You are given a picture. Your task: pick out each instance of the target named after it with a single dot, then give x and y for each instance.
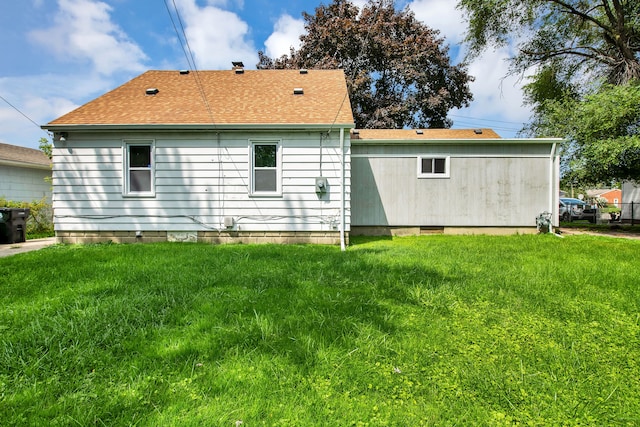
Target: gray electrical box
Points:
(321, 185)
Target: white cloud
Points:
(441, 15)
(497, 99)
(84, 30)
(217, 36)
(43, 98)
(286, 34)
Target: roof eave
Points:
(195, 127)
(28, 165)
(469, 141)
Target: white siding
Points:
(489, 186)
(199, 180)
(24, 184)
(630, 194)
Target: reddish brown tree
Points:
(398, 70)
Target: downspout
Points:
(343, 246)
(553, 165)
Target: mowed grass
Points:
(434, 330)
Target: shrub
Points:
(40, 220)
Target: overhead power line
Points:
(19, 111)
(188, 53)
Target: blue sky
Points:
(59, 54)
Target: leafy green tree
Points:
(398, 71)
(46, 147)
(603, 130)
(585, 58)
(582, 39)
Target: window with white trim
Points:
(139, 168)
(266, 168)
(433, 167)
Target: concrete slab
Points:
(30, 245)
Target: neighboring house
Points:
(613, 196)
(456, 181)
(630, 201)
(266, 155)
(23, 174)
(211, 156)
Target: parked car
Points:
(575, 209)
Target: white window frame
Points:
(126, 169)
(432, 157)
(277, 168)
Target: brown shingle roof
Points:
(253, 97)
(411, 134)
(23, 155)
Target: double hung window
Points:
(265, 168)
(139, 168)
(433, 167)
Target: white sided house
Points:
(214, 156)
(273, 156)
(450, 181)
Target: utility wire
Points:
(18, 110)
(188, 53)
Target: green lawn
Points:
(436, 330)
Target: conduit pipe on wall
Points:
(554, 170)
(343, 246)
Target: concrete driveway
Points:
(29, 245)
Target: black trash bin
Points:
(13, 225)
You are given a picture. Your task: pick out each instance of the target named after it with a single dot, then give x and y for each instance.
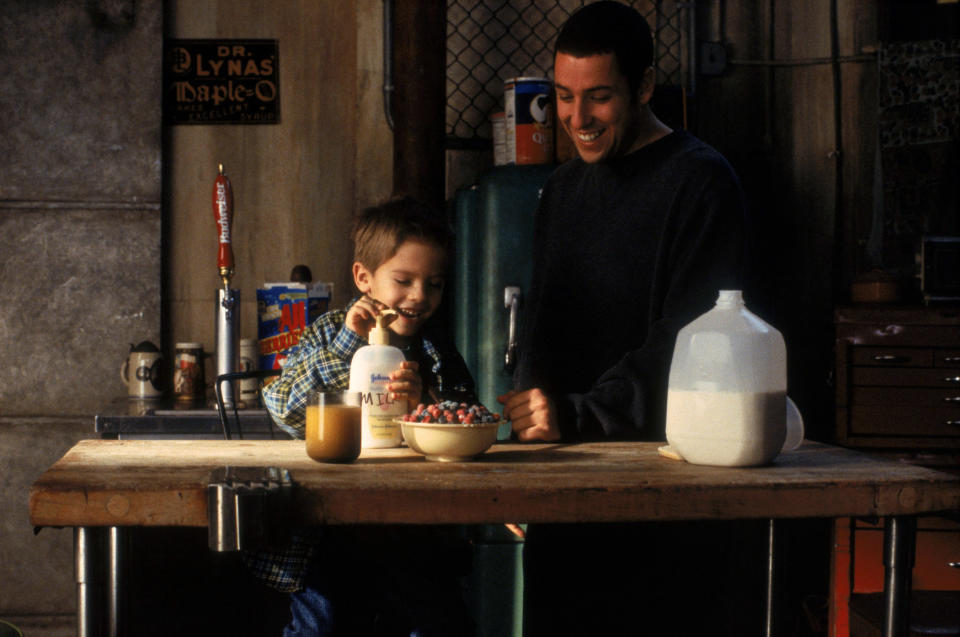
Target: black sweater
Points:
(626, 252)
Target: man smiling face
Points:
(595, 106)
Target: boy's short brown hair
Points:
(379, 231)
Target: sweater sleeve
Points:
(703, 250)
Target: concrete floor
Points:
(44, 625)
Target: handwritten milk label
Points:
(221, 82)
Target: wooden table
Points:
(104, 484)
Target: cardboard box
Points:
(284, 310)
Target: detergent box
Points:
(284, 310)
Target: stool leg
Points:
(899, 544)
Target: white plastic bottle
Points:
(726, 401)
(370, 373)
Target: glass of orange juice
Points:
(333, 426)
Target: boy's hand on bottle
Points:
(405, 383)
(362, 315)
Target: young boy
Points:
(376, 580)
(400, 260)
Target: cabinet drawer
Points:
(906, 376)
(894, 356)
(946, 358)
(920, 396)
(905, 420)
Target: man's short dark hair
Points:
(610, 27)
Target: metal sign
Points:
(221, 82)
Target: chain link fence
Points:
(489, 41)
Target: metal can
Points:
(499, 139)
(188, 372)
(528, 115)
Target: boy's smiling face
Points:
(411, 282)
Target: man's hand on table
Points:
(533, 414)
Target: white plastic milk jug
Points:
(727, 394)
(370, 374)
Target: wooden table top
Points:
(164, 483)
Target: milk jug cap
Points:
(730, 298)
(379, 334)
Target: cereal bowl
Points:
(441, 442)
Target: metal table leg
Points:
(116, 549)
(99, 563)
(768, 626)
(87, 551)
(899, 546)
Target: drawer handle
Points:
(890, 358)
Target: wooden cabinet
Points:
(898, 378)
(897, 394)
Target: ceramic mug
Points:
(188, 371)
(141, 371)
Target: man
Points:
(633, 239)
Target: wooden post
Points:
(419, 98)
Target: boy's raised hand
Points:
(362, 315)
(405, 382)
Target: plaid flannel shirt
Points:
(321, 361)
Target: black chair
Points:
(260, 375)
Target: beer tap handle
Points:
(223, 215)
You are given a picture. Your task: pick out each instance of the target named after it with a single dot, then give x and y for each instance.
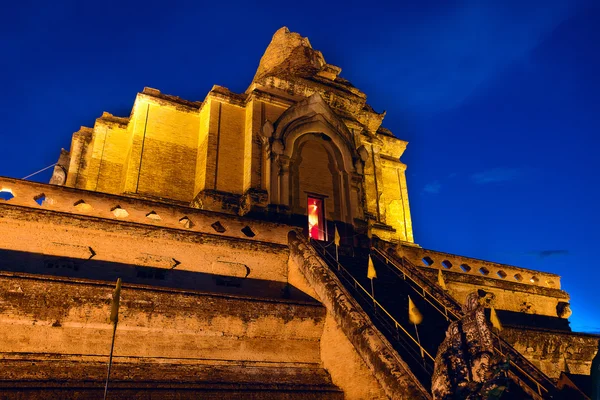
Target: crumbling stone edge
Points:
(392, 373)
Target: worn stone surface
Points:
(465, 365)
(214, 154)
(392, 374)
(515, 289)
(554, 351)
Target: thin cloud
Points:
(456, 52)
(549, 253)
(433, 187)
(495, 175)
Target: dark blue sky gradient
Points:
(500, 103)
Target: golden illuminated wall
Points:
(241, 152)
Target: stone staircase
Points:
(170, 343)
(396, 280)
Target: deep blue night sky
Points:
(500, 101)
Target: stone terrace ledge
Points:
(127, 208)
(431, 259)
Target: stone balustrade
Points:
(136, 210)
(481, 268)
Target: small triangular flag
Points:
(114, 306)
(414, 315)
(494, 319)
(371, 273)
(441, 281)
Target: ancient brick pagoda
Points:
(220, 217)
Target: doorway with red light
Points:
(316, 218)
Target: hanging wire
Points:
(37, 172)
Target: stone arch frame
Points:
(305, 121)
(341, 210)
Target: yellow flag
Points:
(414, 315)
(371, 273)
(114, 306)
(441, 281)
(494, 319)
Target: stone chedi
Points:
(219, 216)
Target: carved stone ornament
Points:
(465, 365)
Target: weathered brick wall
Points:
(42, 315)
(231, 149)
(554, 352)
(151, 234)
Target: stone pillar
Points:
(284, 180)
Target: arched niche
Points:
(317, 170)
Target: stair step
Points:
(52, 377)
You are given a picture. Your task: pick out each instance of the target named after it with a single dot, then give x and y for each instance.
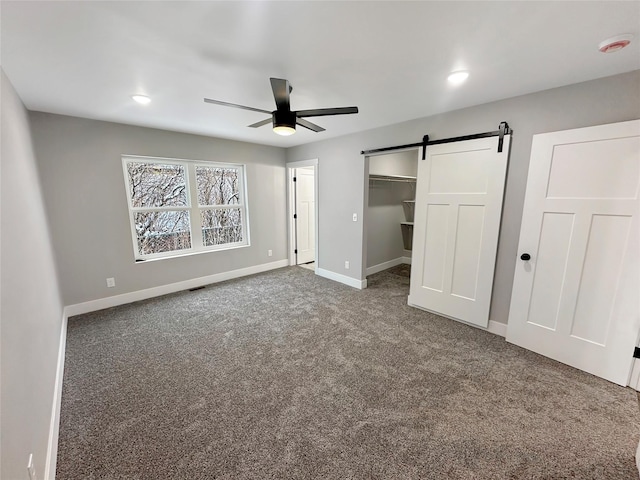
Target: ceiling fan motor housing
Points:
(284, 118)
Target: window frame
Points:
(193, 207)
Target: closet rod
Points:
(503, 130)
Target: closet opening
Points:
(390, 210)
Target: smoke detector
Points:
(614, 44)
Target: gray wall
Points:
(32, 309)
(342, 181)
(82, 178)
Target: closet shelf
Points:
(393, 178)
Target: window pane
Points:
(218, 186)
(164, 231)
(221, 225)
(157, 185)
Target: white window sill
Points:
(189, 254)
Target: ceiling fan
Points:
(283, 119)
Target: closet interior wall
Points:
(392, 182)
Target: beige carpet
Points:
(287, 375)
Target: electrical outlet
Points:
(31, 468)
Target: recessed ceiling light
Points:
(141, 99)
(614, 44)
(457, 78)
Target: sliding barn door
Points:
(457, 220)
(575, 290)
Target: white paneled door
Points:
(456, 224)
(576, 298)
(305, 215)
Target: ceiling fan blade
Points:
(309, 125)
(235, 105)
(261, 123)
(321, 112)
(281, 90)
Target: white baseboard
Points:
(497, 328)
(634, 380)
(107, 302)
(384, 265)
(337, 277)
(494, 327)
(638, 458)
(54, 425)
(391, 263)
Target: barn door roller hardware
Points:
(503, 129)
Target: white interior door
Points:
(576, 299)
(456, 224)
(305, 215)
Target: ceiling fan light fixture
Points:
(141, 99)
(615, 44)
(456, 78)
(284, 122)
(284, 130)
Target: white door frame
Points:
(291, 208)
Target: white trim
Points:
(338, 277)
(54, 426)
(494, 327)
(384, 265)
(107, 302)
(634, 379)
(497, 328)
(290, 166)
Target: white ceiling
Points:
(390, 58)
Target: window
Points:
(178, 207)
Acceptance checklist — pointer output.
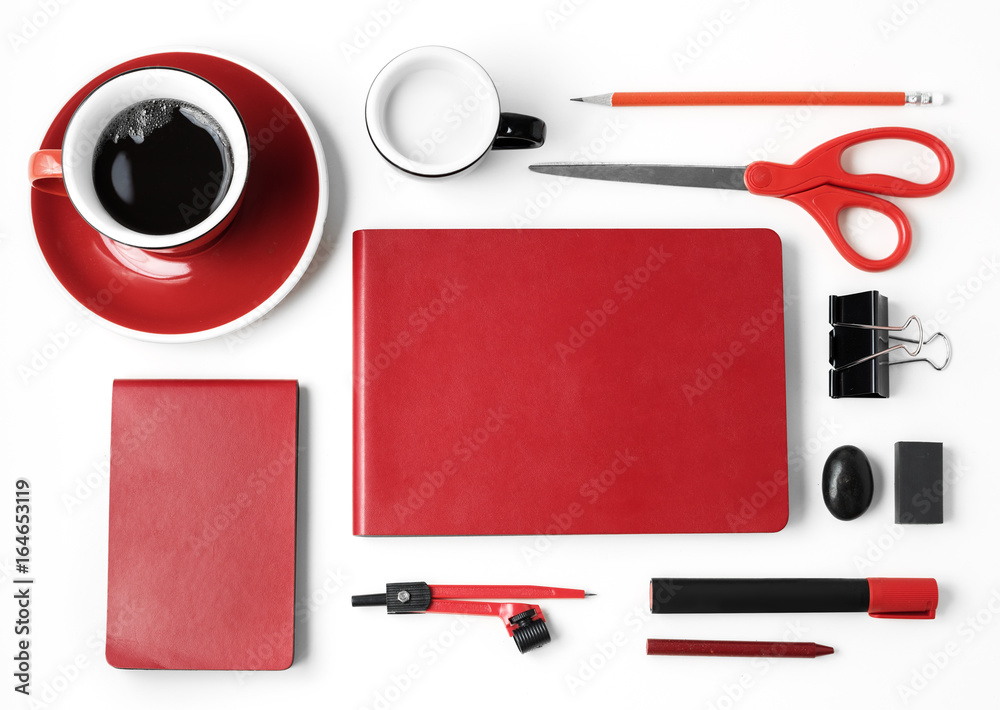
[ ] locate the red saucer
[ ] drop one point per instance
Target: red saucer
(241, 275)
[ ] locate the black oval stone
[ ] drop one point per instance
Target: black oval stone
(848, 483)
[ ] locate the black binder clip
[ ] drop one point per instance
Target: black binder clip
(860, 345)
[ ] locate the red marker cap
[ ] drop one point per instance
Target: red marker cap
(902, 598)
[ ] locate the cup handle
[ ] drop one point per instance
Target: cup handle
(519, 131)
(45, 171)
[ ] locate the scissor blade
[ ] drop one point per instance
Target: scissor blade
(723, 178)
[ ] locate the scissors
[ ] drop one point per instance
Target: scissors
(817, 182)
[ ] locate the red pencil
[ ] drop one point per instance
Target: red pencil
(764, 98)
(763, 649)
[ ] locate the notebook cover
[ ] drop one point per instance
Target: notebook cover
(201, 549)
(568, 381)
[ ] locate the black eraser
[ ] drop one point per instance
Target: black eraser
(919, 482)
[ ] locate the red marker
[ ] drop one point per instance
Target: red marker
(758, 649)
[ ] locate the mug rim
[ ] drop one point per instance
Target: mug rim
(102, 221)
(379, 89)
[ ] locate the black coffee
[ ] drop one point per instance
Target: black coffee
(162, 166)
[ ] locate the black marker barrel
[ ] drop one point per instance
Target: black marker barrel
(678, 595)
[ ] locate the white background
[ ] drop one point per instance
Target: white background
(56, 421)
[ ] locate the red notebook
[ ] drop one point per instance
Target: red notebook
(201, 549)
(520, 382)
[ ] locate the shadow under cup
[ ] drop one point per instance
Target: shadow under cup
(434, 112)
(155, 159)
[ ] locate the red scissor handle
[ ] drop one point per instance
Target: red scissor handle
(819, 184)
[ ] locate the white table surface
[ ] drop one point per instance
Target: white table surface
(55, 424)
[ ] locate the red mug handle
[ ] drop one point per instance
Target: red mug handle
(45, 171)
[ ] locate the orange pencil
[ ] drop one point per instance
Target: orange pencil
(764, 98)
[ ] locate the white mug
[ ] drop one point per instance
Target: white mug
(434, 112)
(69, 171)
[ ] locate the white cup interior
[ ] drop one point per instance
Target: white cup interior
(120, 92)
(432, 111)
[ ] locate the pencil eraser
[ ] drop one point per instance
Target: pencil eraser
(919, 482)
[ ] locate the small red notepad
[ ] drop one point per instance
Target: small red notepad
(525, 382)
(201, 549)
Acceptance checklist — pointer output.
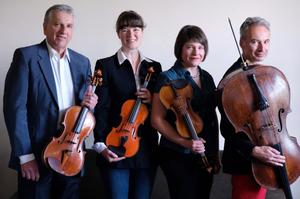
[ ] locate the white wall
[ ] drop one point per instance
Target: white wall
(21, 24)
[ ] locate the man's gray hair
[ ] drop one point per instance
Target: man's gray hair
(57, 7)
(253, 21)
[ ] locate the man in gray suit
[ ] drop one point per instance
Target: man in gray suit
(42, 82)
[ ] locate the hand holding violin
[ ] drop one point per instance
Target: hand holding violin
(111, 156)
(145, 95)
(197, 146)
(30, 170)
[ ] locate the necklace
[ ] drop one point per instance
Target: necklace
(196, 75)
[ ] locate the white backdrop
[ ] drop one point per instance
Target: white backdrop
(21, 24)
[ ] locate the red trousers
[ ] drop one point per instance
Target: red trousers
(245, 187)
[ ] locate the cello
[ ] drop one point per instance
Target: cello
(176, 95)
(256, 100)
(65, 154)
(123, 140)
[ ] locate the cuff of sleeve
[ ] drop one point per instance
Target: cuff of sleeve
(26, 158)
(99, 147)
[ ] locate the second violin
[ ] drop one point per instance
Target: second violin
(123, 140)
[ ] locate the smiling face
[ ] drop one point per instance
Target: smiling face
(130, 37)
(255, 44)
(59, 30)
(192, 54)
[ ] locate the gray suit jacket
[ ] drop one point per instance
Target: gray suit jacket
(30, 103)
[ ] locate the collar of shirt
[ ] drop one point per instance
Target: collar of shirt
(53, 54)
(122, 57)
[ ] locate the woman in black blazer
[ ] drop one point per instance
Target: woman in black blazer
(123, 76)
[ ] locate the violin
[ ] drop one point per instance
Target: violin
(65, 154)
(176, 95)
(123, 140)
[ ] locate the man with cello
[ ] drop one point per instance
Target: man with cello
(239, 151)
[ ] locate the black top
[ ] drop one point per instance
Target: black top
(236, 157)
(119, 86)
(203, 103)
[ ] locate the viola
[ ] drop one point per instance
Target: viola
(124, 140)
(65, 154)
(256, 101)
(176, 95)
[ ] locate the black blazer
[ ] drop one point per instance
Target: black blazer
(119, 86)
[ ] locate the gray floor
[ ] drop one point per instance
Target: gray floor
(220, 190)
(92, 186)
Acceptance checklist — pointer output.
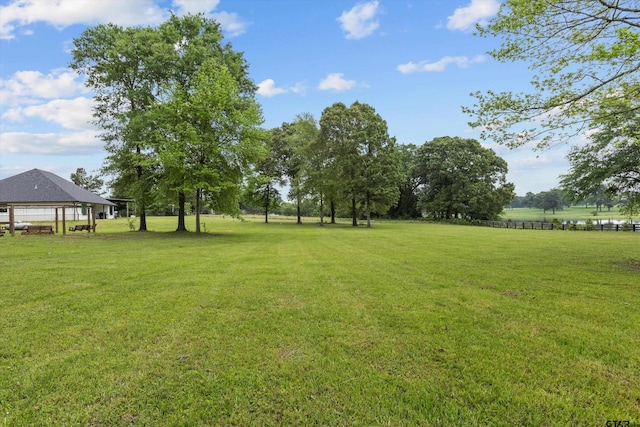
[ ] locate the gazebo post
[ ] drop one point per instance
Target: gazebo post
(12, 220)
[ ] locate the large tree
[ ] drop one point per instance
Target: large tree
(206, 136)
(123, 67)
(610, 160)
(584, 56)
(364, 158)
(461, 179)
(206, 129)
(580, 52)
(167, 125)
(304, 133)
(268, 174)
(407, 206)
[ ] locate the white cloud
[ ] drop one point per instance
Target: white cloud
(440, 65)
(25, 85)
(268, 88)
(230, 23)
(62, 13)
(195, 6)
(86, 142)
(336, 82)
(359, 22)
(477, 11)
(68, 113)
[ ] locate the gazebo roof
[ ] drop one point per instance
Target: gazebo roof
(41, 187)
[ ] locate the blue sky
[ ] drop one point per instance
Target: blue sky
(416, 62)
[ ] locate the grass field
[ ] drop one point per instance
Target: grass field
(249, 324)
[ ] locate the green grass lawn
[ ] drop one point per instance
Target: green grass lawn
(249, 324)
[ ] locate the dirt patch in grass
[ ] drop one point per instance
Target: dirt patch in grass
(633, 265)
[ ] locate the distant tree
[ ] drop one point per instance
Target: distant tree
(583, 54)
(407, 205)
(550, 200)
(529, 199)
(304, 132)
(366, 160)
(261, 193)
(86, 181)
(269, 172)
(461, 179)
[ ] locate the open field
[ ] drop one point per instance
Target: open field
(250, 324)
(573, 213)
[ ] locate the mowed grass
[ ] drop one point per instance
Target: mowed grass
(250, 324)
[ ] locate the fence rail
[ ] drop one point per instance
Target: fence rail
(537, 225)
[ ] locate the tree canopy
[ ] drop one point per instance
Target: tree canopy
(361, 156)
(176, 107)
(581, 53)
(461, 179)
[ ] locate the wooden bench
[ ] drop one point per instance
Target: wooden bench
(82, 227)
(38, 229)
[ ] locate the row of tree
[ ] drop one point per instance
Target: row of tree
(584, 59)
(181, 125)
(350, 164)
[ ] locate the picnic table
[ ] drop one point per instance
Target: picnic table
(82, 227)
(38, 229)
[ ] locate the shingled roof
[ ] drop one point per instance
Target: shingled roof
(41, 187)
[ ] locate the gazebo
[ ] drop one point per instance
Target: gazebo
(38, 189)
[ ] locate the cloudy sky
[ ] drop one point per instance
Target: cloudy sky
(416, 62)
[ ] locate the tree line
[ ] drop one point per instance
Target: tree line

Work to complete: Using the listing above, return all lines where the word "cabinet" occurs.

Answer section:
Target: cabinet drawer
Target: wooden cabinet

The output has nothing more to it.